Document text:
════════════════

Filipinos are known to love bathing. We do it as frequently as possible, normally twice a day. Some people I know even go as far as bathing thrice daily during the summer! We have more shampoo and soap products and commercials than any other culture (that I know).
Since time immemorial, our ancestors have loved the act of bathing… which we can also attribute to our tropical climate and bountiful source of water. But we also love being clean and smelling good. We can smell body odor from a mile away. We’re sticklers when it comes to personal hygiene.
When the Spanish colonizers came to the Philippines in 1521, the foreigners were aghast at how often we bathed, as they believed bathing (an opportunity to take off clothes,) can lead to immorality, promiscuous sex, disease, and sin.
Because of this belief, the Spanish (and Europeans in general) rarely bathed during the Middle Ages up until the 1800s. Hygiene is only restricted to washing hands, parts of the face and rinsing the mouths. Washing the face is even done as infrequently as possible for they believed it could lead to blindness.
They try to hide their stench with heavy perfumes, scented rags, or carrying fragrant herbs in their pockets.
European royalty were probably worse than the common peasants. A Russian ambassador who went to France described that King Louis XIV ‘stunk like a wild animal’. The Sun King is said to find the act of bathing ‘disturbing’, and has only bathed twice in his lifetime. Another royalty, Queen Isabela of Spain once boasted that she had bathed only twice in her life; first, when she was born and second, when she got married. Russia wasn’t so finicky when it came to bathing and did it far regularly–relatively speaking, once a month. Thus, Europeans thought Russians were perverts. (Source: Today I Found Out)

════════════════

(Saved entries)
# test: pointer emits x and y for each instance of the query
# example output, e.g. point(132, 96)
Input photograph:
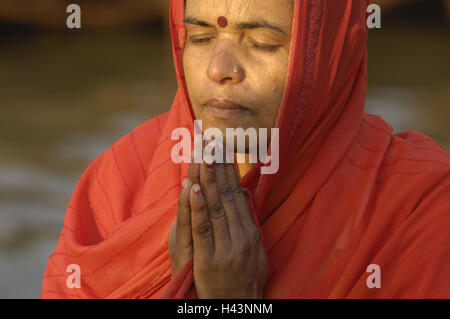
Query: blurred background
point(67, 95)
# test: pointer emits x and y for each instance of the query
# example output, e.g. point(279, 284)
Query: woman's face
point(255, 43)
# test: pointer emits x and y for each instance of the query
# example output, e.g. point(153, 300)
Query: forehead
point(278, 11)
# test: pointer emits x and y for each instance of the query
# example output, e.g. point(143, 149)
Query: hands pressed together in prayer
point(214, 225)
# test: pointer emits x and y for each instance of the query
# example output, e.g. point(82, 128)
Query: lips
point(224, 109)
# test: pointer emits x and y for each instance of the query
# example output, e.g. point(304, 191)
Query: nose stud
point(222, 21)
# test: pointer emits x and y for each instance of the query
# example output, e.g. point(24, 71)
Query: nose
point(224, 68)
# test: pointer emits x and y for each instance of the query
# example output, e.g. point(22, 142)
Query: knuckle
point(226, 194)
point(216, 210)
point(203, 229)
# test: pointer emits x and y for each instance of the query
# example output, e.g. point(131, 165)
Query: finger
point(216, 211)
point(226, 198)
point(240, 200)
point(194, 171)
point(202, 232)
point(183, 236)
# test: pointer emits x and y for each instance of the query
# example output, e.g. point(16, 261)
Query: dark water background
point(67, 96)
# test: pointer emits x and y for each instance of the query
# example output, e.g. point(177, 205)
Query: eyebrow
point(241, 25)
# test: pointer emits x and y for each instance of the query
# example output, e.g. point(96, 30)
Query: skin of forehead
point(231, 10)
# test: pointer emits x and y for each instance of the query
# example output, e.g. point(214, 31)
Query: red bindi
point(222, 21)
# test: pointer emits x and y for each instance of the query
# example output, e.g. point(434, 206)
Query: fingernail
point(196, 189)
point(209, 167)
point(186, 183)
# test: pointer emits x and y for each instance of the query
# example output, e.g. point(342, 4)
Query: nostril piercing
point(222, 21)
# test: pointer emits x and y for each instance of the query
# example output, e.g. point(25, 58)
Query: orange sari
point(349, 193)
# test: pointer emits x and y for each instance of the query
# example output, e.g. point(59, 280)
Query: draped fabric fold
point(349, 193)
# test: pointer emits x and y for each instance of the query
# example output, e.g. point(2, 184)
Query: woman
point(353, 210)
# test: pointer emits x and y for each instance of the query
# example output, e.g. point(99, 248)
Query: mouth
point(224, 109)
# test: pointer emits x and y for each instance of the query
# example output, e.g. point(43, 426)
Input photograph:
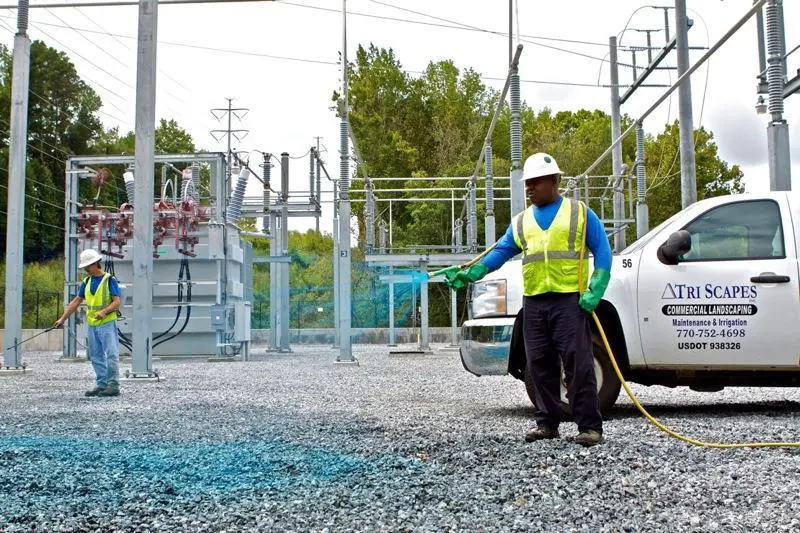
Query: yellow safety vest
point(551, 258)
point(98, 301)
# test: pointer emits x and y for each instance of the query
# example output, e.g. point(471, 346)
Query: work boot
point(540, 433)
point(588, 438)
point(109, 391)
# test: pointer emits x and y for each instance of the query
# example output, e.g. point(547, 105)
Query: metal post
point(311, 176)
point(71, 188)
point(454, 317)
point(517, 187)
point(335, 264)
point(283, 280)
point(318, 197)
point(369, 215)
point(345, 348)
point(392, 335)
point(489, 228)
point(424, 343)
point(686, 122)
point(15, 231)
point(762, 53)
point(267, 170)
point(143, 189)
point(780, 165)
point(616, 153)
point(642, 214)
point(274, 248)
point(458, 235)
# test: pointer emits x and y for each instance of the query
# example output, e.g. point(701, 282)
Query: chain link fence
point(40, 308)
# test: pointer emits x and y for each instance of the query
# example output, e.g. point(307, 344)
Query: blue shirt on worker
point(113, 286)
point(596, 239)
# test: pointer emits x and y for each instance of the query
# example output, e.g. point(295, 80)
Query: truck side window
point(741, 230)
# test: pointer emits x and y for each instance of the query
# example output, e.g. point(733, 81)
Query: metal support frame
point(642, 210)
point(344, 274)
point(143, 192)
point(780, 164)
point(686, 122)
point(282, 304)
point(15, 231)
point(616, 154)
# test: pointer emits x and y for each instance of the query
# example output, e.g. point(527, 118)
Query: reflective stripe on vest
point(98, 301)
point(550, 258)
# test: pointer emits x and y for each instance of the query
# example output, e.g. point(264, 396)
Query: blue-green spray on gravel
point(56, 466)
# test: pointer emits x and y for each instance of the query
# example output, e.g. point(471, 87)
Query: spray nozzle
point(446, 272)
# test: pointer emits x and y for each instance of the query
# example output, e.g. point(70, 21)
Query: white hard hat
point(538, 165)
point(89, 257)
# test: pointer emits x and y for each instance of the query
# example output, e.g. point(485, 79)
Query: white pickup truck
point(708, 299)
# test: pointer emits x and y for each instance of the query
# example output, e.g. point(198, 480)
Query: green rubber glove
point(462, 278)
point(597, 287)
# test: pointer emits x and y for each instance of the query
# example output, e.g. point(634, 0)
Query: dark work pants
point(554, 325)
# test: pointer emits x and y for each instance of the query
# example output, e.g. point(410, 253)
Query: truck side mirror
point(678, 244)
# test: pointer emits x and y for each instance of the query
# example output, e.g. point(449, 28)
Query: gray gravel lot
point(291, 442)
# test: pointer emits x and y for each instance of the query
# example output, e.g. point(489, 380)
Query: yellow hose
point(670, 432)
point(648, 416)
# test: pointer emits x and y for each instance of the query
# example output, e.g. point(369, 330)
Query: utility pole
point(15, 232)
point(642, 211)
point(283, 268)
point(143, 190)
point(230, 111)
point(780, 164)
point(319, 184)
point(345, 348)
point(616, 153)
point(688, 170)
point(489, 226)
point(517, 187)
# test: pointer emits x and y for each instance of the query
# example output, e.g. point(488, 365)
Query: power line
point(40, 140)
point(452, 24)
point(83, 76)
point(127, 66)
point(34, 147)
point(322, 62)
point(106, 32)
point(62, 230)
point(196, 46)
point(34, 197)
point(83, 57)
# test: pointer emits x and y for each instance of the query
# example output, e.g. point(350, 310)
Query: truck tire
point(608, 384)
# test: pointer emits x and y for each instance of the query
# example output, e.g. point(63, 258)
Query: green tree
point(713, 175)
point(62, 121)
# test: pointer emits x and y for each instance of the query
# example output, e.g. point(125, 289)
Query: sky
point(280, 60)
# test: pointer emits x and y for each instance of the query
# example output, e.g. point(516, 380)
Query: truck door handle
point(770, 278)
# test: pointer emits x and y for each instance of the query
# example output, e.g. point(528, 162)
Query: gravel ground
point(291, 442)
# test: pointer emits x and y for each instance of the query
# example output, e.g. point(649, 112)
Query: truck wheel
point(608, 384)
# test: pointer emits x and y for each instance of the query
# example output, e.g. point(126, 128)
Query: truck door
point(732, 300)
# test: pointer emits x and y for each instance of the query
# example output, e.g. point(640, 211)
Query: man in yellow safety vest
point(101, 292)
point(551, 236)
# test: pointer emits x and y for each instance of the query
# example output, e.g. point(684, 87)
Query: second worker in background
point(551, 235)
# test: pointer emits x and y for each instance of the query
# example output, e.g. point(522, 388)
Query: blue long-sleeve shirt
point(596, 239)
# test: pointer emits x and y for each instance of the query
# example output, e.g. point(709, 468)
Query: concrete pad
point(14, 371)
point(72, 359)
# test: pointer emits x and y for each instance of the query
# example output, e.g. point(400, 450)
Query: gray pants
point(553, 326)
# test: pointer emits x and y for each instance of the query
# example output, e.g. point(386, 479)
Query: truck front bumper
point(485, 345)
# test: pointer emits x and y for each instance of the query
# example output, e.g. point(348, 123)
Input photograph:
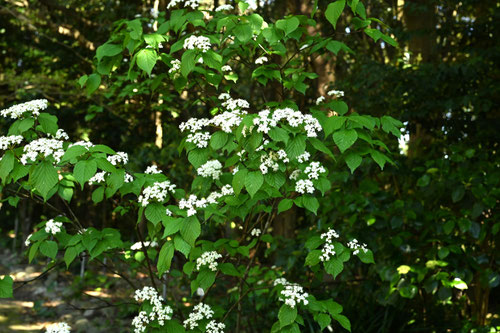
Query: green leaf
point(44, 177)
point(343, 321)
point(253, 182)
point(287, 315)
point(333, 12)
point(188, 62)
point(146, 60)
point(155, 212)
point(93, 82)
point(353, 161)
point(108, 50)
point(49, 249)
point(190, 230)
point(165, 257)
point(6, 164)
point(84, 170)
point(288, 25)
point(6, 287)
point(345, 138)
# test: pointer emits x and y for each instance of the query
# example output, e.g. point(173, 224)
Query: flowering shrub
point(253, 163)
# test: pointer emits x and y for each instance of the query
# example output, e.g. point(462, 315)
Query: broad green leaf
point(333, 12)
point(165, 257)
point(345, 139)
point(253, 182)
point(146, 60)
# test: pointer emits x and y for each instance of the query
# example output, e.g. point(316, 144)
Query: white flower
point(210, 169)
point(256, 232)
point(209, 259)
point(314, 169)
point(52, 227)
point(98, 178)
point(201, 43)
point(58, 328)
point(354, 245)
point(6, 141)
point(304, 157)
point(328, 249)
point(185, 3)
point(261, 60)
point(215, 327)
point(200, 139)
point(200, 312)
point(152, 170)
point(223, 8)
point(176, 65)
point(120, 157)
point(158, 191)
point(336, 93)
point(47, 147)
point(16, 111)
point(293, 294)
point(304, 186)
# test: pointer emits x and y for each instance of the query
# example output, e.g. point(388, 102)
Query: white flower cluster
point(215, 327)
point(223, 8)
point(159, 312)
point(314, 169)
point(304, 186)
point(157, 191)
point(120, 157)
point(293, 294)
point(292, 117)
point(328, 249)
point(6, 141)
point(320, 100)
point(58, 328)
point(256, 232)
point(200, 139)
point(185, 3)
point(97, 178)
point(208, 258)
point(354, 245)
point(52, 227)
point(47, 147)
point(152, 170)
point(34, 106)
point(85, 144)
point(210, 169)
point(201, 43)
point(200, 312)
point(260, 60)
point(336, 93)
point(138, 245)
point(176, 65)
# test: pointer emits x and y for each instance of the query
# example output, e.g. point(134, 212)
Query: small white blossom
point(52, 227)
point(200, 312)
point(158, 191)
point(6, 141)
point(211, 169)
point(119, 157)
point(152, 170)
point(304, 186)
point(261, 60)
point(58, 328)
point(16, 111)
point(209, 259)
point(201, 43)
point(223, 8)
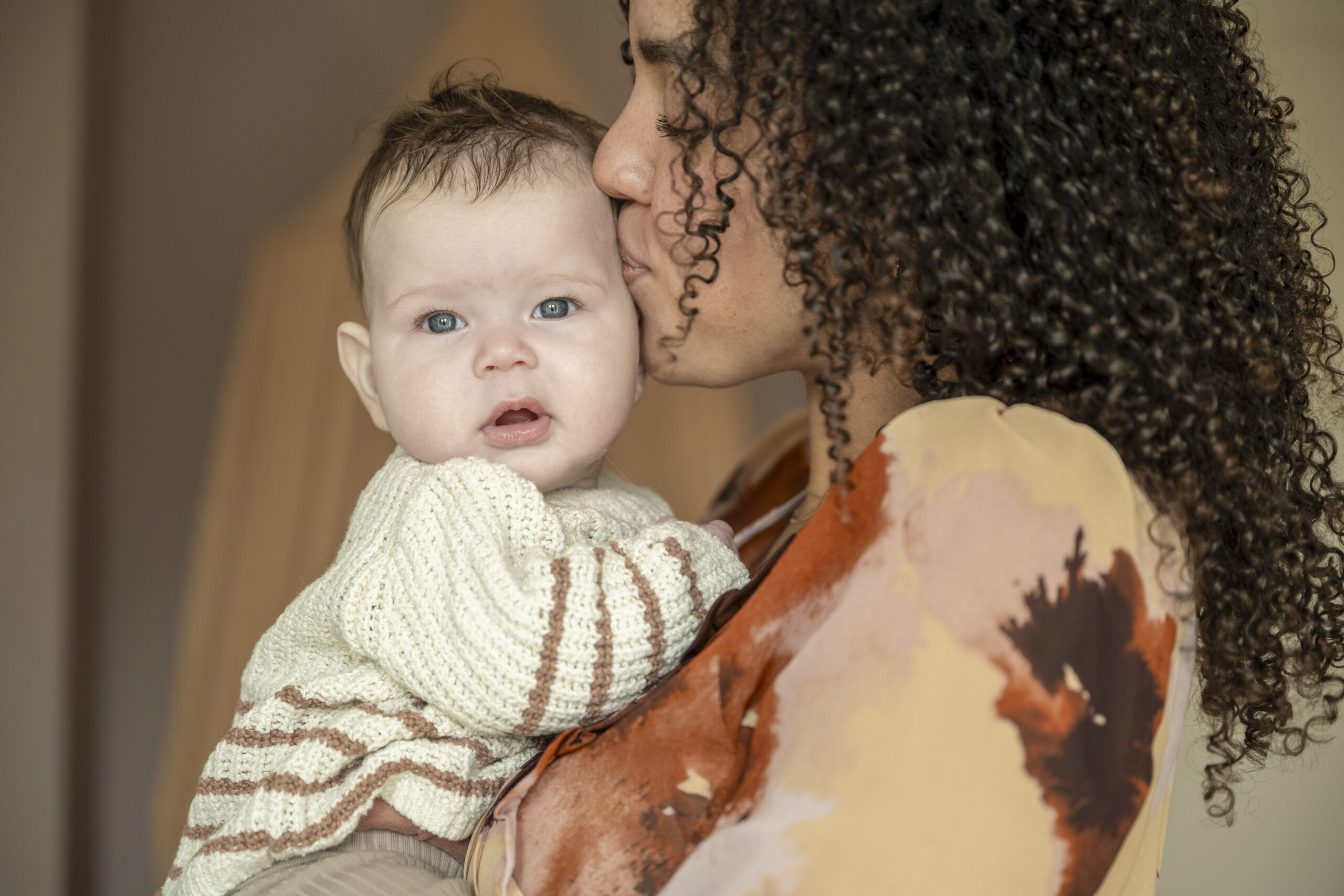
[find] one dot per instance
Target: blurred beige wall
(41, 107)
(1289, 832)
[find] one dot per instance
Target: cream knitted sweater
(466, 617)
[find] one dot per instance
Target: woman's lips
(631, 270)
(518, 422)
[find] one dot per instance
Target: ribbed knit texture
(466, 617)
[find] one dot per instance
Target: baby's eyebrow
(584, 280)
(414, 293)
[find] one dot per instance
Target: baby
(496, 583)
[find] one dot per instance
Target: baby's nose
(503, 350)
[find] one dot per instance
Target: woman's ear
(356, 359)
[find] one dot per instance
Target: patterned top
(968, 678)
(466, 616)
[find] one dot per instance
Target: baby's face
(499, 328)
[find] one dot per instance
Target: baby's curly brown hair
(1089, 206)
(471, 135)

════════════════

Please continue the text on bathing habits in the Philippines and Europe, picking up after its final sentence. The records aren't needed for this.

Task output:
There are historical records showing that our ancestors thought the European colonizers stank. And we weren’t the only ones who thought so, too.
When the Spanish first arrived in mainland America headed by Hernan Cortes, it was still ruled by the Aztec Empire. It was the first time the Aztecs encountered a completely unknown people, much like they encountered an alien race for the first time.
The Aztecs did not know how to react–they are humans, but they had white skin, lots of facial hair, hair like the color of the sun, and they also stank horribly. In fact, Aztec natives assigned local incense burners to follow the foreigners around wherever they went. The Spaniards thought this was a mark of divine honor, but now we know from native sources that they just really found the foreigners’ smell unbearable. (Source: Sapiens, Harari)
At the least, the colonizers tried to change our local customs and beliefs as much as they could– but they never took away our love for good personal hygiene.